23  Home Exercises

Instructions

The at-home exercises should be completed using Posit cloud, Home Exercise 5. Create a new .Rmd file (use File -> New File -> R Notebook.

I advise saving the new file straight away. Because you’ll submit this file as an assignment, use a standardised name: lastname_firstname5. Regularly re-save the file.

When you have finished the exercise (or part of it), ‘knit’ the file. Export the .Rmd and the html as a .zip file, and upload this to the assignment area.

Task

Load the Bellevue Almshouse dataset we used a few weeks ago, which can be found in this project files tab. Load the Tidyverse library

Create a series of charts using ggplot2, visualising the following aspects of the data. In most cases, you’ll need to prepare the data by filtering and/or summarising. Create each one in a separate code cell.

  • The number of male and female individuals. First filter out any missing or ambiguous data.

  • The ten most frequent diseases (look back to previous weeks for this one)

  • The ten most frequent female first names.

  • The distribution of the values for age, for male and female gender categories.

  • Create a line chart visualising the number of individuals admitted per week.

Tip

The function floor_week(unit = 'week') will take a full date and round it down to the start of the week (starting on Sunday, because it’s American). So for example, running floor_week on today’s date and tomorrow’s date (2024-10-07 and 2024-10-08) would give 2024-10-06 for both.

Source material ▸
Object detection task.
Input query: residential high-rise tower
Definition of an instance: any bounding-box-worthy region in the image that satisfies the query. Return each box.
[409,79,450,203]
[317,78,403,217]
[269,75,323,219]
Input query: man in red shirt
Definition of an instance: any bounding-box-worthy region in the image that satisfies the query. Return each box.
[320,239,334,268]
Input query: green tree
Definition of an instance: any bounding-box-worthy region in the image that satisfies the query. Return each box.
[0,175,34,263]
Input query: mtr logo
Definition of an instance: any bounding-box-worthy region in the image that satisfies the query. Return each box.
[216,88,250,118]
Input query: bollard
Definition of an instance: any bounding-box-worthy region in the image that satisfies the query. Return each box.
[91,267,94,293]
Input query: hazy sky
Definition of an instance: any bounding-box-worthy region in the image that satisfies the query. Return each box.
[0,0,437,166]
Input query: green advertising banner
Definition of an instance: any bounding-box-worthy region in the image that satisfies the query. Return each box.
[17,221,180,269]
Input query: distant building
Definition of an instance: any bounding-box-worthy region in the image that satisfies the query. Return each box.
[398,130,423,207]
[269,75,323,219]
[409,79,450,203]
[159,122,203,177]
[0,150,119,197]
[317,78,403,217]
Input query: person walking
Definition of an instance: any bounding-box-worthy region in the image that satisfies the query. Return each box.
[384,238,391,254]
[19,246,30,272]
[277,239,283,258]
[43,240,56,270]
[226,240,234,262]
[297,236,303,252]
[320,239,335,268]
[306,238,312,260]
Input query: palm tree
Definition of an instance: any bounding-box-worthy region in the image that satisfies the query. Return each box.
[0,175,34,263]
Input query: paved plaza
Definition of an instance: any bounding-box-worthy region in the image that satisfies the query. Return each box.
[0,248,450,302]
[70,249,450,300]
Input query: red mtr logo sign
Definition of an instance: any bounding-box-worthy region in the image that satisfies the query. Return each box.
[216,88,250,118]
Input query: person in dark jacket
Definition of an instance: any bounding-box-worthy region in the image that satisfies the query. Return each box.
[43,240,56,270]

What is expected ▸ Please carry on the ggplot2 home exercise text from its last sentence.

Response to the exercise ▸
Try creating a new column with the ‘floored’ dates, and then summarise using these as groups.

  • Do the same except using months instead of weeks, and visualise male and females separately.

  • Use a similar approach to make a scatterplot, but set the colors of the points to gender

Final challenge:

You’ve been asked to visualise the professions in the dataset, as a bar chart. Let’s take a look at a summary of this data first (this is not live code):

library(dplyr)
library(readr)

bellevue_dataset = read_csv('bellevue_almshouse_modified.csv')

bellevue_dataset |>
  group_by(profession) |>
  summarise(n = n()) |>
  arrange(desc(n))

As you can see, there are far too many professions listed to visualise as individual bars. How would you solve this? Try to think of a solution to this - you could use another visualisation method, or re-organise/rename the data to have a pragmatic solution.

If you can’t code the solution, you can simply write a description of what you would like to do, and we can try to solve it in the class!